• Work to be completed:
Copy out again, unchanged, the line that contains "Each instance of the dark" and every line after it down to the last line of the data.

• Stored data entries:
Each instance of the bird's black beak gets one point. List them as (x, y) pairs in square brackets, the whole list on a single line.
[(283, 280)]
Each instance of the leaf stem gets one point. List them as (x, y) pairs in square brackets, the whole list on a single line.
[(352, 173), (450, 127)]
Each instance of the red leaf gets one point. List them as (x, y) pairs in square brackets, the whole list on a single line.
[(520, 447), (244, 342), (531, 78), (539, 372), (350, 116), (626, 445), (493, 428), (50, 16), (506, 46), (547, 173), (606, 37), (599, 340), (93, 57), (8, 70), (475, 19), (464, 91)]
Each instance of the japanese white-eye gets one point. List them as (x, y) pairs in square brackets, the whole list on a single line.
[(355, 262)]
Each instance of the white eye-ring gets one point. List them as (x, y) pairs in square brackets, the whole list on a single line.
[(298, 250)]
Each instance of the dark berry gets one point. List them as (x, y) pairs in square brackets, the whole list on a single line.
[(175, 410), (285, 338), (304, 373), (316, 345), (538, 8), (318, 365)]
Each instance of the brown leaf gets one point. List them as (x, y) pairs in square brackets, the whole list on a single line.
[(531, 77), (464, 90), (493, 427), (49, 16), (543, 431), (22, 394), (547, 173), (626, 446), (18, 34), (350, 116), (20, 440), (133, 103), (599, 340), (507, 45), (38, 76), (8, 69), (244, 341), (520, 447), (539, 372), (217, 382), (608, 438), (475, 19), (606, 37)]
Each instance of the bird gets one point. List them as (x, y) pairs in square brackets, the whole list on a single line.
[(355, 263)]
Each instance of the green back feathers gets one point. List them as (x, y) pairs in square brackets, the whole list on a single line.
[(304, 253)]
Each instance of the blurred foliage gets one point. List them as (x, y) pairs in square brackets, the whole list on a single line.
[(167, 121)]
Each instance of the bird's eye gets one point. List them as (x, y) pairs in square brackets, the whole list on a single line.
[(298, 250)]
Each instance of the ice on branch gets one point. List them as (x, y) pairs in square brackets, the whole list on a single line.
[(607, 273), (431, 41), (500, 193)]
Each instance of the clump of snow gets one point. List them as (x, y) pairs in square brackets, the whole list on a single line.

• Answer:
Each instance of the dark berry gets one point. List them as (x, y) pairs in square brackets, the whole list on a single line.
[(175, 410), (285, 338), (304, 373), (316, 345), (538, 8), (318, 365)]
Each instance of the brown leaf gets one point. List them as (x, y) pairs in square brackets, the whole list on a single line.
[(531, 77), (464, 90), (493, 427), (49, 16), (543, 431), (22, 394), (547, 173), (626, 446), (18, 34), (350, 116), (20, 440), (133, 103), (599, 340), (507, 45), (38, 76), (8, 69), (244, 341), (520, 447), (539, 372), (217, 382), (608, 438), (475, 19), (606, 37)]
Each instance of the bird gets one point. List them as (x, y) pairs in square brackets, the whole list on a single line.
[(355, 263)]
Each instance of the green back feathers gets one point. List them as (x, y) pairs in square brackets, the whole list on a single line.
[(304, 253)]
Each instance of the blurred foliage gets one point. List them as (x, y) pairs in square brackets, the whole list on a single line.
[(167, 121)]
Each instance of the bird's eye gets one point. List them as (x, y) pairs in square brackets, the whole list on a single line.
[(298, 250)]
Each instance of the ice on branch gets one point. List them as (x, y) pairs in square brackets, the whole list on a single line.
[(607, 273), (431, 41), (500, 193)]
Each instance of the clump of snow gets one point. List them as (x, y) pairs in square brackets, the whole list on a single line.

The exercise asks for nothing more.